問題:
• 1. 以下の本文で「冒頭でFITは申請時期が早いほどに」から始まる段落を、主な事実を残して短く書き直せ。
• 2. 以下の本文にある次の文を英語に訳せ。「このような未稼働案件でもFIT認定時の系統容量が保持されていますので、良心的な事業者が系統を利用することができず、新規参入できませんでした。」

本文:

-- -- --

不動産業界の方なら、一般の方よりも認識しているエネルギー政策の基本方針である「2050年カーボンニュートラルを目指す日本の新たな『エネルギー基本計画』」の概要はご存じでしょう。
この計画では2050年までにカーボンニュートラルを実現するために、実現に向けた課題や対応策、日本のエネルギー需要構造が抱えている課題を克服し、随時、修正を行いながら進められています。
私達、不動産業者もZEHや太陽光発電搭載の斡旋など、少なからず実現に向け関与しています。
太陽光発電を手掛けたことがある方ならご存じかと思いますが、太陽光発電搭載時における固定買取制度、いわゆる「FIT制度」は一定の期間、申請時点において定められた固定金額での買取を行う方式ですが、制度開始の2012年以降、毎年のように買取金額が引き下げられています。
また需要ピーク時(市場価格が高い状態)においても金額は一定で、なんらのインセンティブが付与されることはありません。
FIT申請が遅れる、つまり年度が進むほどに買取金額が低くなり売電メリットが少なくなるといった方式です。
そのため「太陽光発電搭載=儲かる」と考えていた方を中心に、新規の太陽光発電設備の導入を見合わせる結果になっています。
当面は高値が続くであろうと、先読みをせず起業した太陽光発電事業者の倒産は2015年から一気に増加し、2019年には過去10年間で最多の86件に達しています。
図_東京商工リサーチHP公開データより
2020年には54件まで減少して一息ついた感もありますが、翌2021年には上半期で38件の倒産が確認されています。
あくまで筆者の予測ですが、2022年度以降は太陽光発電関連、とくにメガソーラー関連企業の倒産件数が増加するのではないかと考えています。
タイトルとしている「FITからFIP」への制度変更が、その契機となるからです。
ただし倒産するのは、FIT制度自体が持つ脆弱な制度部分を援用する不心得業者が中心で、誠実に太陽光発電事業を手掛けている会社ではありません。
冒頭でFITは申請時期が早いほどに買取金額が高いと解説しましたが、この方式を逆手に取り、高い買取金額のFIT契約を締結していながら実際には稼働せず、一般消費者への売電価格の状況を見ながら時期を見て稼働を開始し、過剰に利益を得ようとする「未稼働案件」が問題視されていました。
このような未稼働案件でもFIT認定時の系統容量が保持されていますので、良心的な事業者が系統を利用することができず、新規参入できませんでした。
ご存じかと思いますが、FIT制度を維持するため、電力会社が買い取る金額の一部には私達一般消費者が毎月支払っている電気料金に上乗せされた「賦課金」が使用されています。
未稼働で最大利益を得ようと時期を待つメガソーラー会社のために、賦課金を負担するのかと思えばやりきれません。
そのような不心得業者を淘汰し制度を適正化するために定められた法律が、2020年に改正された「電気事業者による再生可能エネルギー電気の調達に関する特別処置法」です。
この改正法に基づき本年度、つまり2022年4月より発電業者が卸売電力や相対取引で自ら売電し、市場価格を踏まえ算定されたプレミアムとして売電金額が上乗せされる「FIP制度」の運用が開始されます。

-- -- --

表示リスト:
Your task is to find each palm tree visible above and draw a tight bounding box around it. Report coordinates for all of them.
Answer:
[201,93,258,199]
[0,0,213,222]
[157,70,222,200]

-- -- --

演習結果:
• 1. FITは申請が早いほど買取金額が高い。この仕組みを逆手に取り、高額のFIT契約を結んだまま稼働せず、一般消費者への売電価格を見て時期を選んで稼働し、過剰な利益を得ようとする「未稼働案件」が問題視されていた。

• 2. Even such unoperated projects kept the grid capacity secured at the time of FIT certification, so conscientious operators could not use the grid and were unable to enter the market.